╭─ TEXT PROVIDED
We next searched for genome rearrangements using the RNA-seq data set instead of the whole-genome sequencing data set owing to the low sequence coverage achieved in whole-genome sequencing. Overall, we detected 32 candidate rearrangements that resulted in gene fusions (Supplementary Table 10). The only recurrent fusion event involved FGFR3 fusion in frame with TACC3 in cases B59-3 and B100 (2/42, 5%; Fig. 3a and Supplementary Figs. 19 and 20). Analysis of junction-spanning and mate-pair reads derived from the whole-genome sequencing data confirmed the presence of the FGFR3-TACC3 fusion in both tumors. TACC3, which is located 70 kb away from FGFR3, encodes a microtubule-associated protein that is important for spindle stability and organization in the SCCS process and has been mapped to a chromosomal region that is disrupted in some cancers17. In expression analysis from RNA-seq coverage, the B59-3 and B100 tumors had markedly higher, outlier expression of TACC3 compared to normal bladder tissues and other tumors without the FGFR3-TACC3 fusion (Fig. 3b), and TACC3 mRNA was predominantly present in fused transcripts in both tumors (Fig. 3c and Supplementary Fig. 20c). Although FGFR3 and TACC3 are located in a focal region that was frequently amplified in our cohort (Supplementary Fig. 12), the low level of amplification of this region in the B100 tumor and its apparent deletion in the B59-3 tumor (Supplementary Fig. 21) indicate that the high expression of TACC3 was unlikely to be caused by TACC3 amplification but is likely mediated by transcriptional regulatory elements in the promoter of its fusion partner, FGFR3. A previous study reported a similar _FGFR3_-TACC3 fusion in glioblastoma multiforme and found that the fusion protein could induce mitotic and chromosomal segregation defects and trigger aneuploidy18. A low frequency of FGFR3-TACC3 fusions (9%) was also reported in a recent study using bladder cancer cell lines19. In addition to mutations in FGFR3, frequent amplification of the locus with TACC3 and FGFR3 in our cohort and recurrent FGFR3-TACC3 fusion events suggest a close relationship between this locus and bladder tumorigenesis. This idea is further supported by the discovery of an association between a SNP in this locus and increased risk of bladder cancer20.
╰─
▶ [BRIEF]: Return the whole passage on the FGFR3-TACC3 fusion word for word. You won't need the records.
╭─ DATASET ENTRIES
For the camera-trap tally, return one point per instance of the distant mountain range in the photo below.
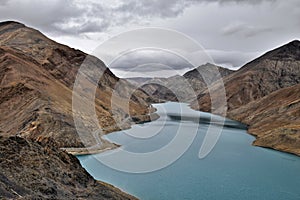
(36, 119)
(36, 82)
(182, 88)
(264, 94)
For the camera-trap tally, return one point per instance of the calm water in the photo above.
(233, 170)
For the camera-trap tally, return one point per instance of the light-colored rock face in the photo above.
(265, 95)
(36, 82)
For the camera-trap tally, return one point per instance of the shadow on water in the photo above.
(208, 119)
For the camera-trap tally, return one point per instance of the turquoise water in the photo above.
(233, 170)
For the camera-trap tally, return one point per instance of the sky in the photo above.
(230, 32)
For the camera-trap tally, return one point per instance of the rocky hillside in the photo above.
(265, 95)
(33, 171)
(183, 88)
(36, 82)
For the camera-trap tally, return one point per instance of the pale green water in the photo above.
(233, 170)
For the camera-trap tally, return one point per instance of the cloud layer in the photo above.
(232, 31)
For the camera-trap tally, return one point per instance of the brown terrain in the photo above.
(36, 82)
(183, 88)
(30, 170)
(36, 119)
(264, 94)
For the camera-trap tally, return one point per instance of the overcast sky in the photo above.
(232, 32)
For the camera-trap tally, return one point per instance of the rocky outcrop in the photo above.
(33, 171)
(36, 84)
(264, 94)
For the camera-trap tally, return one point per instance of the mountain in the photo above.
(36, 83)
(264, 94)
(36, 119)
(183, 88)
(30, 170)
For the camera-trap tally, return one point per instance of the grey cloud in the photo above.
(150, 60)
(79, 17)
(232, 59)
(244, 29)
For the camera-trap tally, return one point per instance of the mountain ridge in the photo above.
(260, 79)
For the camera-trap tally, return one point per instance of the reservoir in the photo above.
(169, 166)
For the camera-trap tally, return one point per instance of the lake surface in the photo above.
(234, 169)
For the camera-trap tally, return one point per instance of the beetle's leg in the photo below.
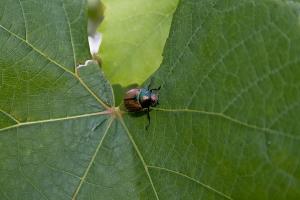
(148, 117)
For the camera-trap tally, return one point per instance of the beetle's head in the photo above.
(154, 99)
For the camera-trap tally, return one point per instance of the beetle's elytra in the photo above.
(141, 99)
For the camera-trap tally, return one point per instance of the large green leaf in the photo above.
(226, 128)
(134, 34)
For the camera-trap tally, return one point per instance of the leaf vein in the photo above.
(222, 115)
(54, 120)
(82, 179)
(140, 156)
(191, 179)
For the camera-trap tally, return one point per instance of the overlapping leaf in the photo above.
(134, 35)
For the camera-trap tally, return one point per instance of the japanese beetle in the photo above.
(141, 99)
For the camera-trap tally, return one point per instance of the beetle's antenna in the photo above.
(148, 117)
(155, 89)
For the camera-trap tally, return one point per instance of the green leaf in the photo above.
(228, 122)
(226, 126)
(134, 34)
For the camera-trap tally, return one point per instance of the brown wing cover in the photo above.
(130, 101)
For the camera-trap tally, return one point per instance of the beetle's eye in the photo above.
(154, 99)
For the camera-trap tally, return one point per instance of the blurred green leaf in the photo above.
(134, 34)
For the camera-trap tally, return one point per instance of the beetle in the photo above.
(141, 99)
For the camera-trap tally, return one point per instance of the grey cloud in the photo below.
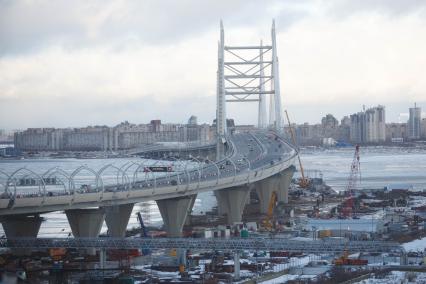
(392, 8)
(26, 26)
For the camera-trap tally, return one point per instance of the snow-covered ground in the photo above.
(397, 277)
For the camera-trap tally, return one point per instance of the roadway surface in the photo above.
(250, 157)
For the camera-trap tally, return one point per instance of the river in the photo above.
(380, 166)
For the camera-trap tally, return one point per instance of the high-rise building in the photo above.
(368, 126)
(414, 122)
(423, 128)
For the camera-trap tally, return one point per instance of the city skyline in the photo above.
(118, 60)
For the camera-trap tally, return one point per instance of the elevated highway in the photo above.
(260, 160)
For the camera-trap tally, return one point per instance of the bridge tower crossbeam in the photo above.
(248, 74)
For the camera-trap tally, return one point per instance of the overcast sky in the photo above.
(76, 63)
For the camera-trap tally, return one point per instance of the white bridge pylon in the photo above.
(249, 74)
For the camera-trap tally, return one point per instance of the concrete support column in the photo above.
(264, 190)
(117, 217)
(236, 265)
(21, 226)
(284, 183)
(86, 223)
(174, 212)
(231, 201)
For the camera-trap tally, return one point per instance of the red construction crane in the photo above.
(354, 176)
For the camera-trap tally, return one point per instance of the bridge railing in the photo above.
(183, 179)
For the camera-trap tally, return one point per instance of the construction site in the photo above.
(319, 236)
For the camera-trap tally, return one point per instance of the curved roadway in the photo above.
(250, 157)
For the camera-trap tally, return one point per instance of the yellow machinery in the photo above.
(303, 181)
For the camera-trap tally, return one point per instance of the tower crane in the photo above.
(303, 181)
(354, 176)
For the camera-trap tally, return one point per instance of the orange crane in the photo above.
(268, 222)
(354, 173)
(304, 182)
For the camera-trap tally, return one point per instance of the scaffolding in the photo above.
(233, 244)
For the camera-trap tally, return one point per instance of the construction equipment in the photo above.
(57, 253)
(303, 181)
(345, 260)
(354, 175)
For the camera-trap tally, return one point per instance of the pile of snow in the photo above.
(416, 245)
(397, 277)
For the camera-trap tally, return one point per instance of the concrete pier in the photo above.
(85, 222)
(278, 183)
(21, 226)
(232, 201)
(284, 183)
(264, 190)
(174, 212)
(116, 218)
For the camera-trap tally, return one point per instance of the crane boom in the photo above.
(303, 182)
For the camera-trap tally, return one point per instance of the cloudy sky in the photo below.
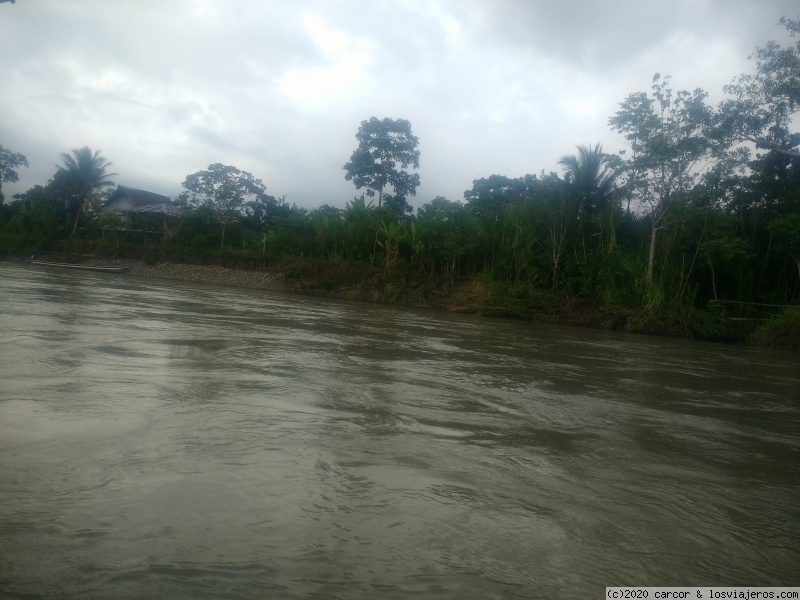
╰─
▶ [EXERCISE RESULT]:
We next searched for genome rearrangements using the RNA-seq data set instead of the whole-genome sequencing data set owing to the low sequence coverage achieved in whole-genome sequencing. Overall, we detected 32 candidate rearrangements that resulted in gene fusions (Supplementary Table 10). The only recurrent fusion event involved FGFR3 fusion in frame with TACC3 in cases B59-3 and B100 (2/42, 5%; Fig. 3a and Supplementary Figs. 19 and 20). Analysis of junction-spanning and mate-pair reads derived from the whole-genome sequencing data confirmed the presence of the FGFR3-TACC3 fusion in both tumors. TACC3, which is located 70 kb away from FGFR3, encodes a microtubule-associated protein that is important for spindle stability and organization in the SCCS process and has been mapped to a chromosomal region that is disrupted in some cancers17. In expression analysis from RNA-seq coverage, the B59-3 and B100 tumors had markedly higher, outlier expression of TACC3 compared to normal bladder tissues and other tumors without the FGFR3-TACC3 fusion (Fig. 3b), and TACC3 mRNA was predominantly present in fused transcripts in both tumors (Fig. 3c and Supplementary Fig. 20c). Although FGFR3 and TACC3 are located in a focal region that was frequently amplified in our cohort (Supplementary Fig. 12), the low level of amplification of this region in the B100 tumor and its apparent deletion in the B59-3 tumor (Supplementary Fig. 21) indicate that the high expression of TACC3 was unlikely to be caused by TACC3 amplification but is likely mediated by transcriptional regulatory elements in the promoter of its fusion partner, FGFR3. A previous study reported a similar _FGFR3_-TACC3 fusion in glioblastoma multiforme and found that the fusion protein could induce mitotic and chromosomal segregation defects and trigger aneuploidy18. A low frequency of FGFR3-TACC3 fusions (9%) was also reported in a recent study using bladder cancer cell lines19. In addition to mutations in FGFR3, frequent amplification of the locus with TACC3 and FGFR3 in our cohort and recurrent FGFR3-TACC3 fusion events suggest a close relationship between this locus and bladder tumorigenesis. This idea is further supported by the discovery of an association between a SNP in this locus and increased risk of bladder cancer20.